Task requirements — Reproduce the material below word for word, starting at the line that contains "on the hood" and going on through its final line.

Information given —
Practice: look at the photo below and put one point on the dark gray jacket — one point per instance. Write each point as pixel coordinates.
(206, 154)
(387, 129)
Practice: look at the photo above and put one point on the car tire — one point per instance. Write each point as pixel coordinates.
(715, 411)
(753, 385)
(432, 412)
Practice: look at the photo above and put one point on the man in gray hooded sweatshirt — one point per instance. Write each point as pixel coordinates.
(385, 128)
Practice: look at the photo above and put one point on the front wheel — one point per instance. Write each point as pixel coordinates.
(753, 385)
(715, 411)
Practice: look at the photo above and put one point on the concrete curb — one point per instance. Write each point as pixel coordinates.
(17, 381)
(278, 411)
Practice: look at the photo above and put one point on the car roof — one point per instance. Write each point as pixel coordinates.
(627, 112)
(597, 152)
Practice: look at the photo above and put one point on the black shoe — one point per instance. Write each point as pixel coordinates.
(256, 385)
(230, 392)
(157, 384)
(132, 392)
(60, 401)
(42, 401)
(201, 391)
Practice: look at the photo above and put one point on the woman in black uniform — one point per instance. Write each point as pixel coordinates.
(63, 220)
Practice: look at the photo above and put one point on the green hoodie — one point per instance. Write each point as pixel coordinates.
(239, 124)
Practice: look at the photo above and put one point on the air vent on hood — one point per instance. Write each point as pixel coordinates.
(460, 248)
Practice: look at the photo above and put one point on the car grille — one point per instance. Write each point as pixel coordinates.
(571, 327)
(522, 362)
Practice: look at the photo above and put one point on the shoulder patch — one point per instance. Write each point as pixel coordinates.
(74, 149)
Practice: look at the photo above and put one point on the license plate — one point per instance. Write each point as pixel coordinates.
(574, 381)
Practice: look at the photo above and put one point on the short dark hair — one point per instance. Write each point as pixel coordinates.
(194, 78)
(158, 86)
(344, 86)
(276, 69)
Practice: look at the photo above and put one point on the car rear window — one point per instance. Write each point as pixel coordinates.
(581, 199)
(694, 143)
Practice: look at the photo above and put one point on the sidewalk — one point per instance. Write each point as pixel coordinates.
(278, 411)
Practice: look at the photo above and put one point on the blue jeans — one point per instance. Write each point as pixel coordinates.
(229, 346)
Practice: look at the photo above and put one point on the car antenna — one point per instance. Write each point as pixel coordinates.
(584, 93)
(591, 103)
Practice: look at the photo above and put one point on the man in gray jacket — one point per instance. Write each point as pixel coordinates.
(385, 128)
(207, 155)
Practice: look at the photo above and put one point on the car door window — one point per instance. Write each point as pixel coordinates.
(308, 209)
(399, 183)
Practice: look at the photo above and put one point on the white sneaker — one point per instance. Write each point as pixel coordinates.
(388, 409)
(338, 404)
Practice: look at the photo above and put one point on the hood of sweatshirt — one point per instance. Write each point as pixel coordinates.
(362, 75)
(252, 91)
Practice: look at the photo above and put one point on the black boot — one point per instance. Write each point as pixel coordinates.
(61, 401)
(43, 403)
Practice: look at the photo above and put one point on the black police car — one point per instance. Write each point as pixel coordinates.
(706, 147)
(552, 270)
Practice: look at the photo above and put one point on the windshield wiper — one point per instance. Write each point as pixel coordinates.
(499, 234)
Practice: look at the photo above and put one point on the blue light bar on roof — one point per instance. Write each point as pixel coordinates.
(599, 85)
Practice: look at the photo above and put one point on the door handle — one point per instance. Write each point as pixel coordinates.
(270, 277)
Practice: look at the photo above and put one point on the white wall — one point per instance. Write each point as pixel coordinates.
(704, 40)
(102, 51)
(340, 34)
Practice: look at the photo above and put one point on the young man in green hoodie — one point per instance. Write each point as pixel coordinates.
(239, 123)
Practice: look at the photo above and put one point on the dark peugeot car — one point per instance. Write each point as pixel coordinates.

Output for this exercise —
Practice: look at the photo above and put one point on the hood of sweatshirt — one point per instance. Write each point as pixel coordinates.
(362, 75)
(252, 91)
Practice: look at the photo above and put one point on the black boot — one point per instance. Write each point as pixel coordinates.
(61, 401)
(43, 403)
Practice: look at the photo above and put one point on the black police car — one point per instance. Write each point as pixel coordinates.
(706, 147)
(552, 270)
Practice: look at the photo above and put one point on the windshield wiper — one point per instance. Write each point as pixel coordinates.
(499, 234)
Practice: look at the photo above and put one point on the blue light bar on roof — one point per instance. Write each point as pixel coordinates.
(599, 85)
Practice: look at the photo above and put one point on the door handle — one point per instance. Write each point as pixel coordinates.
(270, 277)
Practice: look at the photo above and put one point on the white wall — one point per instance. Write each point as pixel coordinates.
(704, 40)
(102, 51)
(340, 34)
Practice: look at the photo above and put one point on the young man in green hoodie — one point per instance. Write each point as pixel coordinates.
(239, 123)
Practice: look at the photo above and put one point on the dark peugeot car — one point per instance. Write each point as pixel coordinates.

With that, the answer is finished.